====== Excerpt ======

However, I shall leave to one side considerations of glory, of making the acquaintance of bigwigs, and move on to my health. In the physical sense my state of health is very good — at least it is better than one might expect. But in the spiritual sense I am a completely sick person. To cut a long story short, I am two steps away from losing my senses. I can live only in absolute quiet, in isolation from the noise and commotion of a large metropolis, and in complete peace. And so that you can understand better how much I have changed, I should like to tell you that I spit, spit and spit upon glory and successes abroad. I wish and ask for only one thing — that I should be left in peace. I would gladly take up residence in the most out-of-the-way backwater somewhere, as long as I could escape from encounters with people. I am not making any plans whatsoever. I have no intention of chasing after fame and honours. I shall write music if I feel an inner impulse to do so; I shall write because I cannot do otherwise. Still, I don't know yet whether I am up to creating anything new.

So far, I have been only orchestrating things which were written last spring and last summer. Be that as may be, I cannot live without work, and if I am unable to compose, I shall find other musical jobs to do. In short, I shall not make any efforts to disseminate my works, because I have no need of that whatsoever. If people want to, they will play and sing my works; if they don't want to, I don't give a damn [8]. I repeat once again: if I were wealthy, I would settle in some backwoods and live in absolute seclusion, only every now and then visiting Moscow, a city to which I am deeply attached. Of all the people living in the world, I care only for a few of my closest relatives and friends, among which you occupy one of the foremost places. Towards all the rest of mankind I am profoundly indifferent. Since I don't have any money, in August I shall resume my professorship (which, by the way, I detest with all the fibres of my being), I shall live in good old Moscow quietly and in seclusion, unburdening my heart when I am with my friends and continuing, to my last breath, to spit on the rest of the world, its judgement, the glory and honours it has to offer, and everything else.

====== Records ======

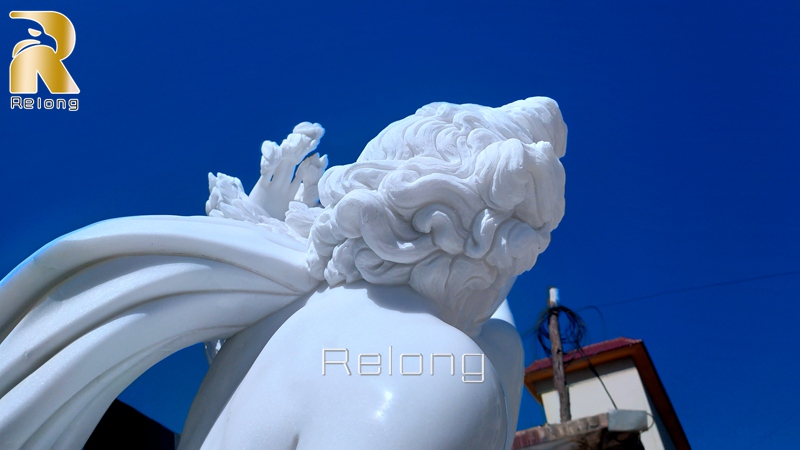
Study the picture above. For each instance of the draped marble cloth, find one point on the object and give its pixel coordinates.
(112, 299)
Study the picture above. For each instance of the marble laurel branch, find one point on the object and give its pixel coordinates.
(454, 201)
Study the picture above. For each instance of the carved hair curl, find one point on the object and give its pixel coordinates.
(453, 201)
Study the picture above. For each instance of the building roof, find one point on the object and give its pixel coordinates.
(613, 350)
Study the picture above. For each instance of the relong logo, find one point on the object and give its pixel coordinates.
(32, 59)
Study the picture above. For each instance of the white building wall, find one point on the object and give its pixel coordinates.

======

**Given exercise 1:**
Determine whether each of the following statements agrees with the letter above, answering yes or no and quoting the deciding words of the letter: (a) The writer intends to resume a professorship in August. (b) The writer reports being in poor physical health. (c) The writer plans to make efforts to spread their own works.
**Given exercise 2:**
Carry on the letter about the writer's health, work and wish for seclusion, beginning after its final sentence.

**Written reply 1:**
(a) Yes: "in August I shall resume my professorship". (b) No: "In the physical sense my state of health is very good". (c) No: "I shall not make any efforts to disseminate my works".

**Written reply 2:**
The argument you used against me — namely, that Nikolay Grigoryevich will cease to love me if I refuse to act as a delegate — is very naïve. You cannot have a very high opinion of Nikolay Grigoryevich's love for me, then, if you think it can vanish into thin air for such a trivial reason. It also seems very odd to me that in my refusal you see a reason for him to take offence. When they unanimously proposed me as a delegate, he and Davydov both acted very nicely, tactfully and amicably. I am very grateful to them for this, and I feel ashamed about not having been able to justify their hopes. That is why I apologised to them so much. But all the same, I cannot see here any reason for taking offence. Rather, I could understand it if Davydov were to feel offended, as we are not close friends, but how Rubinstein, who knows me so well, could possibly take offence, I do not understand, and I am convinced that you are mistaken. If, let us say, I were to die now, would he take offence? He may well lament and pity me if, like you, he considers that I am losing out on a lot by refusing to act as delegate, but there is no cause for offence as such. I am very sorry, Karlusha, that you are displeased with me. I shall tell you one thing, though: I have now been taught by bitter experience. I know that one cannot constrain one's nature, whatever it may be, without suffering the consequences. My whole being, every fibre within me, every cell in my body protests against acting as a delegate — and I am heeding this protest.

Karlusha! I would like to recommend to you my new offspring, which I hope has already reached Moscow. I am referring to my symphony. Do love it, for God's sake, as my mind cannot be at rest until you have praised me. You perhaps do not suspect just how much I value precisely your opinion [9].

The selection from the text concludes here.